__What is expected__.
Copy all of the records below verbatim.

__Material to process__.
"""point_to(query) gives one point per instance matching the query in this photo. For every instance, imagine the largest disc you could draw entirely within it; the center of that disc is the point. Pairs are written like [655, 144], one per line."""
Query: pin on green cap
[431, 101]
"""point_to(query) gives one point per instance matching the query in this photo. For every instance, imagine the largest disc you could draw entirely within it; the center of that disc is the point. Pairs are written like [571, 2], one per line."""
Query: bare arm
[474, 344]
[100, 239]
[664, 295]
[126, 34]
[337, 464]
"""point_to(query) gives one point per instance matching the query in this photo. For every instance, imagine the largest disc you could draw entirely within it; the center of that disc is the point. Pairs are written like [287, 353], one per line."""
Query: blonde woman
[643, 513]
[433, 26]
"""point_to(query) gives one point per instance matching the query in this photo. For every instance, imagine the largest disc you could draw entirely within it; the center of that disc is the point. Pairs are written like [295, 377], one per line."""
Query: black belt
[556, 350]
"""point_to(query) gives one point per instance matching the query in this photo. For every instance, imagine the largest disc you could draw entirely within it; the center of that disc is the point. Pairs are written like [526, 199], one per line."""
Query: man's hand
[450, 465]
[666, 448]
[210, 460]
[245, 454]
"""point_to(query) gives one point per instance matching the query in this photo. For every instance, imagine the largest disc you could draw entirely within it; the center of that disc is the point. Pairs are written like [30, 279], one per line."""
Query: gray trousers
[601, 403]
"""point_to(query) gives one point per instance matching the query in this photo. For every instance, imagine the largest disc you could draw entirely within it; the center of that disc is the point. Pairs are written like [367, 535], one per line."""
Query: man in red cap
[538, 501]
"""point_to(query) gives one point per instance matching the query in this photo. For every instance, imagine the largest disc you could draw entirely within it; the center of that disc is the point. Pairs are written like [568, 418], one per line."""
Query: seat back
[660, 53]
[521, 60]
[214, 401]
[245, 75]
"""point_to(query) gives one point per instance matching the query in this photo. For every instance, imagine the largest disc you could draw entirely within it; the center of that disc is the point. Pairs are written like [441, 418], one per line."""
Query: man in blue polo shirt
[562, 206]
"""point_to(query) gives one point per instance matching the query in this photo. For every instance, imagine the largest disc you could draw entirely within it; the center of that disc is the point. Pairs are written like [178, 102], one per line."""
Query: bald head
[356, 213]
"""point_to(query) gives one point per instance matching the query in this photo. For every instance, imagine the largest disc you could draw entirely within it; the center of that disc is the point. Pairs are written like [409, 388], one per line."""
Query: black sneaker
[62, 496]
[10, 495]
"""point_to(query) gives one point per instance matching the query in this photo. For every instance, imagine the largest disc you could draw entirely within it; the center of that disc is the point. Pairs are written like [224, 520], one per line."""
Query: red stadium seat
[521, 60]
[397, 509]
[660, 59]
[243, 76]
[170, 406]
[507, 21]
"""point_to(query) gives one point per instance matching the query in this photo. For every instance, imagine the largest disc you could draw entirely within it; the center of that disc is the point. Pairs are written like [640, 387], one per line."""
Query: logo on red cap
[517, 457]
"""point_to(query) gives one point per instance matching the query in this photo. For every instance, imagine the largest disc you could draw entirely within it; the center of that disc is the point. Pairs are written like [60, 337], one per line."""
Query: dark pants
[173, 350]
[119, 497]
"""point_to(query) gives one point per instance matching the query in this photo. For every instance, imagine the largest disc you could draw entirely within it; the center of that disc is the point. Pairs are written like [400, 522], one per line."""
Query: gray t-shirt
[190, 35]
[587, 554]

__Response to the exercise__.
"""point_to(query) gives one point per instance matching the query in this photo. For every instance, imagine the largest disc you could draw entirely within it; the center of that disc is the point. Pairs are written like [655, 144], one per line."""
Query: pin on green cap
[431, 101]
"""point_to(query) gives one point per instance matching the query in this photo. For every instance, imagine the largest disc you could draw entirely within it; the center of that disc is the point. Pairs are written like [571, 2], one per line."""
Query: bare arm
[474, 344]
[100, 239]
[664, 295]
[126, 34]
[337, 464]
"""point_to(query) gives one point per instance matching the query in this photo. For every instance, imagine the largest disc you could draw entirely within it; the center of that disc is the point. Pairs are written like [287, 353], one per line."""
Query: blonde woman
[643, 513]
[433, 26]
"""point_to(query) gives one point per instance matching the query in this photo. For every instance, imagine the largest disc you could draw entirely within it; the center of that disc is the point. Pairs are written like [295, 377], one per line."""
Query: black belt
[556, 350]
"""point_to(query) gives one point per instance matching the query in this photo. For every instance, imagine the largest disc you could draw entirely within it; the center of that disc is the point. Pairs are written like [526, 199], one per line."""
Query: man's hand
[450, 465]
[666, 448]
[210, 460]
[245, 454]
"""point_to(query) gives one point per instance matching the query in this photo. For every instance, imagine the largest disc you could draw entirely within it; the center of that disc is the point. Pairs are written like [30, 279], one per line."""
Query: gray trousers
[601, 403]
"""point_to(query) gives one point per instance matching the query in this photo. For every instance, imagine the largest disc you could draw entirely within it; the center of that disc is the point. Pairs are written like [367, 535], one per line."""
Query: man in red cap
[538, 501]
"""point_to(query) gives one point per instance matching the query in this photo. For every instance, imagine the largest disc you could draw entirely within it; the center of that disc is the point. Pairs are written like [568, 418], one per line."""
Query: seat back
[660, 53]
[521, 60]
[214, 401]
[245, 75]
"""point_to(query) gives one point per instance matching the query in this photo. For every instance, imagine the largest disc you could draw entirely within it; the center of that disc is the point. Pairs are written like [441, 418], one per line."""
Query: man in blue polo shirt
[562, 206]
"""point_to(query) gives one point per instance matching the query in this photo. For every instance, imagine the largest disc you could draw entirely within it; the center of that disc is the point. Pairs are written like [178, 102], one per line."""
Query: bald head
[356, 213]
"""point_to(query) gives one point per instance matching the query in this photo. For every instance, imagine the largest disc you could draw entirely within it; the center of that disc is the point. Pairs are written like [409, 388], one per line."""
Query: black sneaker
[62, 496]
[10, 495]
"""point_to(query) gives one point per instance matching the query in this photo. For every instance, imagine the largest disc you could draw entirely within it; the center of that disc is the point. Pairs are written like [224, 520], one per line."""
Query: red stadium seat
[521, 60]
[397, 509]
[660, 59]
[243, 76]
[170, 406]
[507, 21]
"""point_to(query) gives one point per instance matching the query in this photo. For every instance, imagine the largest disc you could draw entirely within it; the center of that disc is the point. Pairs are written like [640, 387], one per line."""
Query: logo on red cap
[517, 457]
"""point_to(query) gives one point per instance matching the query in this photo. For every instance, imagine the largest disc you could draw entirely within it; the center of that disc is the point. Pairs are written like [60, 337], one per line."""
Query: dark pants
[173, 350]
[119, 497]
"""point_to(query) gives one point per instance matching the query in this photo. For every instance, imagine the largest disc you could draw entirely within it; the center of that disc is the point. Pairs are written like [400, 522], one per line."""
Query: gray t-shirt
[190, 35]
[587, 554]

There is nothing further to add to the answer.